* **Instruction A**:
In the political commentary below, what did the congressional elections show about the country?

* **Document excerpt**:
In a country where the media seems able to focus only on the freshest scandal (e.g., Clinton’s fundraising), it’s worth remembering that a Dole presidency would have given Newt and his House revolutionaries de facto dominance. So why didn’t this prospect scare more male voters? Clinton’s lack of a center (how odd that he’s known as a centrist) is apparent to most voters. But why do so many men project onto the president’s emptiness a vileness? Why is their hatred of him so profound?
Many conservative men view Clinton as fundamentally illegitimate. Not only is he not a national father figure, he has no paternal tradition behind him. He represents a world without limits, one that encourages childishness, disorder, and immorality. One that grabs without requiring sacrifice. Thus the sacrifice candidate, Bob Dole, was put forth to send a message, however grumpy and incoherent, to what’s left of liberalism.
We ignore this message at our peril. As the congressional elections showed, the country still leans right. If Clinton stumbles, a new Newt may take his place. This successor’s rhetoric would doubtless be kinder and gentler, but its underlying social Darwinism could be still more virulent.
Where might Clinton falter? Not on social grounds. He preaches the virtues of the nation coming together, but avoids strictures that would impose it. This moderate social conservatism is in step with the rest of the country.

* **Supplied information**:

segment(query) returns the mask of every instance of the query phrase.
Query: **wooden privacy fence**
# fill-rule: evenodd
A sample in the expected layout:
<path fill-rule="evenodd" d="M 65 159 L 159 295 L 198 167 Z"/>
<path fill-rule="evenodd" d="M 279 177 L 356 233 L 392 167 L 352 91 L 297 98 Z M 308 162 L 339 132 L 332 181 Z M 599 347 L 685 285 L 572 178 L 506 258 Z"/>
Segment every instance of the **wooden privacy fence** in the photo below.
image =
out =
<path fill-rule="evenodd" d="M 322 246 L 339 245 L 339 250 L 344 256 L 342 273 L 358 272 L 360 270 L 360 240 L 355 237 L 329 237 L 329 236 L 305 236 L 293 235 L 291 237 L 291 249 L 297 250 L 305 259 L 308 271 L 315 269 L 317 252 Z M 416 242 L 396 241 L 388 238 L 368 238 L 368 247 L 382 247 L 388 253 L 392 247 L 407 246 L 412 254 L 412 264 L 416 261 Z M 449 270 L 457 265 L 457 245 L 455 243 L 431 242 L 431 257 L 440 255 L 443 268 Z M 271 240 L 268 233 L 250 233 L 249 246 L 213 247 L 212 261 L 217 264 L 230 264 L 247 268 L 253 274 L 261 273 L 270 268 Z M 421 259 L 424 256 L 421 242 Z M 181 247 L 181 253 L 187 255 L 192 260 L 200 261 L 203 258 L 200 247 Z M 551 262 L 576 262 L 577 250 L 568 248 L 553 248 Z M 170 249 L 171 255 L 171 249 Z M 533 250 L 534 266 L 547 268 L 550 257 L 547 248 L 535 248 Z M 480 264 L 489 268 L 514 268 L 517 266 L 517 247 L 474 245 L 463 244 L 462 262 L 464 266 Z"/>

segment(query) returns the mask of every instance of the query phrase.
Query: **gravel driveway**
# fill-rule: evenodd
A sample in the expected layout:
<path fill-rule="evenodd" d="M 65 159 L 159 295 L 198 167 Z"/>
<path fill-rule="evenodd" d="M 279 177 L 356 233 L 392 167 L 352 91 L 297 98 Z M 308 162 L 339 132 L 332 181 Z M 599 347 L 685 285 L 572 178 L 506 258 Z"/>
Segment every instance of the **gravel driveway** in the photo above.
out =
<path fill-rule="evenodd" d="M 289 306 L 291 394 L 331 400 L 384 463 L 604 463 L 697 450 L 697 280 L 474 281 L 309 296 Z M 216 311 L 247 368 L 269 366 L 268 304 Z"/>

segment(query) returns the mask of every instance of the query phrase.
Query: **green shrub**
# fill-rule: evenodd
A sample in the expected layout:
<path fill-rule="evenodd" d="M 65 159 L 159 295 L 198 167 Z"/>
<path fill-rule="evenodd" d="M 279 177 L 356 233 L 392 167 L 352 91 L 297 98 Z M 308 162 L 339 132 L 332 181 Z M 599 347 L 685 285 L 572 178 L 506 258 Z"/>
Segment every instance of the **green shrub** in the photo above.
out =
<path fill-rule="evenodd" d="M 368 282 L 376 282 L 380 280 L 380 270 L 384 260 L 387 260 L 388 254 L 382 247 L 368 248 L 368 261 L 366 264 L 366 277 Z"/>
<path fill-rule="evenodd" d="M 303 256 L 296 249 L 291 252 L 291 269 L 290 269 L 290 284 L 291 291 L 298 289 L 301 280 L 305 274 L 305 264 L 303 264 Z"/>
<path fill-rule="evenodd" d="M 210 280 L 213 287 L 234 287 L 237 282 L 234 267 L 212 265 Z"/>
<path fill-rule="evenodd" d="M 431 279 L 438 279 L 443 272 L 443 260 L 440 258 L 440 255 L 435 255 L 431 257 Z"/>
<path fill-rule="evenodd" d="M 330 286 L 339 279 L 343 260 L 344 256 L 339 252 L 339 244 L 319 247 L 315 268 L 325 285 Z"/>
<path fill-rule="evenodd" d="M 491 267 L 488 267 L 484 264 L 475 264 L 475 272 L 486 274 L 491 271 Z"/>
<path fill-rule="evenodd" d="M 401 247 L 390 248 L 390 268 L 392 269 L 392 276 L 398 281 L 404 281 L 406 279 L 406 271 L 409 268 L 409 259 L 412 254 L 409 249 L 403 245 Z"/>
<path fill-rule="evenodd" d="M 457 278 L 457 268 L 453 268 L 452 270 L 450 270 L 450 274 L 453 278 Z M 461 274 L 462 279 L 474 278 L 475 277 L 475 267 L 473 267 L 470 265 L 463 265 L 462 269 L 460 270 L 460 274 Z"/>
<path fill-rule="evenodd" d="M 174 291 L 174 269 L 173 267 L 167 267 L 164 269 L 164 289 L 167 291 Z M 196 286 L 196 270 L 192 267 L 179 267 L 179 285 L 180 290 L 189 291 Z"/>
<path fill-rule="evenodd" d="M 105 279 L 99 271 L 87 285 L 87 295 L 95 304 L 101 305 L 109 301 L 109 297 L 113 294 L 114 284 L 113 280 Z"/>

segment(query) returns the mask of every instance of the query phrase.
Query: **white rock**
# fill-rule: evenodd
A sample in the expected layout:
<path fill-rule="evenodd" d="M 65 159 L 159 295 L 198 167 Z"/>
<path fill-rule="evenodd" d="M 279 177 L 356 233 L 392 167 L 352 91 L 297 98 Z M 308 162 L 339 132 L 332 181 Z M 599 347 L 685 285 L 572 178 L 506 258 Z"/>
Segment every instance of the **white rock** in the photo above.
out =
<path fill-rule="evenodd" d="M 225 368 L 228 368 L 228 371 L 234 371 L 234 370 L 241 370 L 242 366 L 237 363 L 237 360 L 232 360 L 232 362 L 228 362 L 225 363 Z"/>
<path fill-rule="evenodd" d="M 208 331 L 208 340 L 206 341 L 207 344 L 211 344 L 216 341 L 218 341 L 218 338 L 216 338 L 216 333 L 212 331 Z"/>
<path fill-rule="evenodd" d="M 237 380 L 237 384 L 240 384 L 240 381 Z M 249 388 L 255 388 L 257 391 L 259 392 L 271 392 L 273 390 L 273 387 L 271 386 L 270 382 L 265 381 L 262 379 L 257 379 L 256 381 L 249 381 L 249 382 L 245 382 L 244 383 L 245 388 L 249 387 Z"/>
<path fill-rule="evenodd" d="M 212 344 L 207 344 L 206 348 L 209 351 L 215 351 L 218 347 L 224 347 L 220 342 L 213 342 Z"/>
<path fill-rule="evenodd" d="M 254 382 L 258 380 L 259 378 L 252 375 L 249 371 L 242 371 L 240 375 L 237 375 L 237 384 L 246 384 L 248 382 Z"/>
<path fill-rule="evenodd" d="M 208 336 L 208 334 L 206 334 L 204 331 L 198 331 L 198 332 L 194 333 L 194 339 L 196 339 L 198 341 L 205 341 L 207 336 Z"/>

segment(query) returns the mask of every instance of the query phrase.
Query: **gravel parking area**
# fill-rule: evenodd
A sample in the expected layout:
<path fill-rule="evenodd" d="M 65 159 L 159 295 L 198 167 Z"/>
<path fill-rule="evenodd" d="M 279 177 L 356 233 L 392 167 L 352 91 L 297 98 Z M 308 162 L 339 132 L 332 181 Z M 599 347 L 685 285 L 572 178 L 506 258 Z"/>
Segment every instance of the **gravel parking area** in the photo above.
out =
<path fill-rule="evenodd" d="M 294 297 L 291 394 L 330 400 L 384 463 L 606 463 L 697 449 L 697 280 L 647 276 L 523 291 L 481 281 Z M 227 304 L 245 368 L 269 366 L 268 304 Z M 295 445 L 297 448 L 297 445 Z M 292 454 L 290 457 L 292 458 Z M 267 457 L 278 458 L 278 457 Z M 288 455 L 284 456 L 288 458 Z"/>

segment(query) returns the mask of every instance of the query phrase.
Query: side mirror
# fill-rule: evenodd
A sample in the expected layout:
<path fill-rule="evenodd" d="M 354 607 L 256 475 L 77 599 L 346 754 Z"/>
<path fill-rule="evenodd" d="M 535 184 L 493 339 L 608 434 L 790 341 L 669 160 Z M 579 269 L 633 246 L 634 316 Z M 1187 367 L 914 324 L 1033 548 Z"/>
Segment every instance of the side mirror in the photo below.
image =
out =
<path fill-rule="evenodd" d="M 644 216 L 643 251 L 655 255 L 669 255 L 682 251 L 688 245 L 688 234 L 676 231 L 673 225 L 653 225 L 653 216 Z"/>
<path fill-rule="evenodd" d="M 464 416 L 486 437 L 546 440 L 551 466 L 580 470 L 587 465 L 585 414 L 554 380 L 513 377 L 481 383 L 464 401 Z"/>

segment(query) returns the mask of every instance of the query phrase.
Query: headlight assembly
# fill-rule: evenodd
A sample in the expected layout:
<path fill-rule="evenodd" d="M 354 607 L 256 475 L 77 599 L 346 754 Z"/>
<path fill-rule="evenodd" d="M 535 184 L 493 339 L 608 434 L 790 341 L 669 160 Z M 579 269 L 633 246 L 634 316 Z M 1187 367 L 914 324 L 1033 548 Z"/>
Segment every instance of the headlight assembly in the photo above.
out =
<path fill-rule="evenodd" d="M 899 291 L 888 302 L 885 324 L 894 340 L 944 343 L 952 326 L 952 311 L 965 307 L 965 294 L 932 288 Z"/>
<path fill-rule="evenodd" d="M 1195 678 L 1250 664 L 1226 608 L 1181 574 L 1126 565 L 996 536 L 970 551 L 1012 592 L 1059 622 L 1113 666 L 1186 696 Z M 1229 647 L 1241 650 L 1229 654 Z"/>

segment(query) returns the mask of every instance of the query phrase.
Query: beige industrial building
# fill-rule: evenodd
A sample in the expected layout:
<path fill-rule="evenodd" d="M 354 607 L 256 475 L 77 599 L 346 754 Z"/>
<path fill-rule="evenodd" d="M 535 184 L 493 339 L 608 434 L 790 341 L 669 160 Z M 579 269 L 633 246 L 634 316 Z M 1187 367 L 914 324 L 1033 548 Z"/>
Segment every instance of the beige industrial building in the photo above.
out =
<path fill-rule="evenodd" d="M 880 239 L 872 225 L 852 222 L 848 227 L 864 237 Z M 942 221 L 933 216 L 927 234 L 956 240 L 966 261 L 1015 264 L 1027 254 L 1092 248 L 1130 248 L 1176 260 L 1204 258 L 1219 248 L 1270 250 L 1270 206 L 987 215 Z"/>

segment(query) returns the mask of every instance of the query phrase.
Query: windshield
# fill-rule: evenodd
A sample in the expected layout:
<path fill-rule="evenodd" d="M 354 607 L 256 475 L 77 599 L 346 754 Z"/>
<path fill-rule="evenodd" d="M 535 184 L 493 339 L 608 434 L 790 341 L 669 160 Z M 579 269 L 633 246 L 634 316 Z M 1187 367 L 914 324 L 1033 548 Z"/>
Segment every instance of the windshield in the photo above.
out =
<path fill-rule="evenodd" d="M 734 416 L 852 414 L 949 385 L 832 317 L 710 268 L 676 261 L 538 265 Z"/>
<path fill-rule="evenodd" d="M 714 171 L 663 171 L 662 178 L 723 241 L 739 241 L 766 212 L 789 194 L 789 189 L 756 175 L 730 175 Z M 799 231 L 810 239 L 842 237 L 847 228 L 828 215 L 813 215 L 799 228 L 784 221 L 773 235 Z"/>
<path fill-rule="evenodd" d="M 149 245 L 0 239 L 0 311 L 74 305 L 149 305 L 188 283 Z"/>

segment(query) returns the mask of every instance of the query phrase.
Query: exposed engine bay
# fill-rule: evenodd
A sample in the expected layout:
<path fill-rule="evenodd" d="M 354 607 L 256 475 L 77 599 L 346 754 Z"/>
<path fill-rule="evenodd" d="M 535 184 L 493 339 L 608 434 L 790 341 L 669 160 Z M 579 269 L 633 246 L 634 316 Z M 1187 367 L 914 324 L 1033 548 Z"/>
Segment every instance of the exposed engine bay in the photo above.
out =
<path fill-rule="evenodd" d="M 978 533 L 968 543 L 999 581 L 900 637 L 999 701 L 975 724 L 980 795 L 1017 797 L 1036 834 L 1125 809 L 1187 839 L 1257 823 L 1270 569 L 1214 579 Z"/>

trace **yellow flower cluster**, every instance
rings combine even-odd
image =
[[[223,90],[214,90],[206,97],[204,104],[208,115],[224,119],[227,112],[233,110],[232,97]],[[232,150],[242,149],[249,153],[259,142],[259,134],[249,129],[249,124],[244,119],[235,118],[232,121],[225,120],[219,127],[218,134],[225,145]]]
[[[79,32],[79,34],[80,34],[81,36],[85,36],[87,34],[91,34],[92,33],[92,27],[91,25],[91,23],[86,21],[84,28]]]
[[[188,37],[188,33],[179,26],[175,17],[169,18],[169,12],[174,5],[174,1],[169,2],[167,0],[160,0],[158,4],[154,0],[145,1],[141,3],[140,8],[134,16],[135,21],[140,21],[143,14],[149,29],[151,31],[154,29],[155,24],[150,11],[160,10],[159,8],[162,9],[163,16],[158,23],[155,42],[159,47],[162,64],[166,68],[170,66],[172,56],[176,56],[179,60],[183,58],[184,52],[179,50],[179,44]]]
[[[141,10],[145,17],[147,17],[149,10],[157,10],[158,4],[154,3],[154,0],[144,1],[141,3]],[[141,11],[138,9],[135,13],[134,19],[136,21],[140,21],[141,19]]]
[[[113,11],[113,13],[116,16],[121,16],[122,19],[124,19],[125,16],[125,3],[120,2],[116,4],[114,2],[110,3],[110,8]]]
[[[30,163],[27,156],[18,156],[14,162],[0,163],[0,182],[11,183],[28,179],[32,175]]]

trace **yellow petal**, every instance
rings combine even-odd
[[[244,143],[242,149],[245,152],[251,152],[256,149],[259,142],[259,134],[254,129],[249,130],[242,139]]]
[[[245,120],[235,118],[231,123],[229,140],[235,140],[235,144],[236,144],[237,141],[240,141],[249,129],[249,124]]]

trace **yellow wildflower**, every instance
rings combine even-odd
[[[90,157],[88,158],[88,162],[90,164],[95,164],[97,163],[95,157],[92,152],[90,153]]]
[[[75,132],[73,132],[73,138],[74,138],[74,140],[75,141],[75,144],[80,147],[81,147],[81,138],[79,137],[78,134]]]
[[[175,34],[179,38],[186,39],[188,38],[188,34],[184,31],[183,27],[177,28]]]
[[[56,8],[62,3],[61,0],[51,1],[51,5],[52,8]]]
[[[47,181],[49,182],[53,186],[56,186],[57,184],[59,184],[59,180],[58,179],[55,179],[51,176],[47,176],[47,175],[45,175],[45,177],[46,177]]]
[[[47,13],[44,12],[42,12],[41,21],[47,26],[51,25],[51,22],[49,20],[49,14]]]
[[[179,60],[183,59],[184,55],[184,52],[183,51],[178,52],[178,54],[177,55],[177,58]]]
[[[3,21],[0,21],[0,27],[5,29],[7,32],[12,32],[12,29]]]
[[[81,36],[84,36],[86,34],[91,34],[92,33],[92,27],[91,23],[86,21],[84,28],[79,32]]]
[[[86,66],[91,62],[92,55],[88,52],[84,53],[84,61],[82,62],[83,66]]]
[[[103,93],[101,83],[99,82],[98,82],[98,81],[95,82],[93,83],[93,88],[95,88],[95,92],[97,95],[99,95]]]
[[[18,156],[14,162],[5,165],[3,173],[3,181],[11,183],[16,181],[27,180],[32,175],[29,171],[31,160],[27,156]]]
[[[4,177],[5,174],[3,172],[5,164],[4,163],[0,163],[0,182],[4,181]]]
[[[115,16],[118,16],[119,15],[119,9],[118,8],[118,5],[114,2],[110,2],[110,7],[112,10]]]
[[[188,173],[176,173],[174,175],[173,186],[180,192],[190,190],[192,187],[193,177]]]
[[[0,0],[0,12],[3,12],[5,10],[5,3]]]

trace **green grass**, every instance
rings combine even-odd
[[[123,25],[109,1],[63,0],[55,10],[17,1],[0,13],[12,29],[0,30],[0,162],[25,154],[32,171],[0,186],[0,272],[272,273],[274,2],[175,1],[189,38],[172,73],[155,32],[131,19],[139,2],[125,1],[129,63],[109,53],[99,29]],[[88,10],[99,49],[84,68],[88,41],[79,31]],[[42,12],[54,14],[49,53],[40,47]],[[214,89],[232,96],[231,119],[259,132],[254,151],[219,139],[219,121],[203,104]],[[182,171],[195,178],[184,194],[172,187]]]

* **Instruction B**:
Pick out each line of the records above that contains the string "privacy", matching case exactly.

* **Task result A**:
They showed that the country still leans right.

* **Task result B**:
Query: **wooden privacy fence**
Segment every instance of the **wooden privacy fence** in the photo below.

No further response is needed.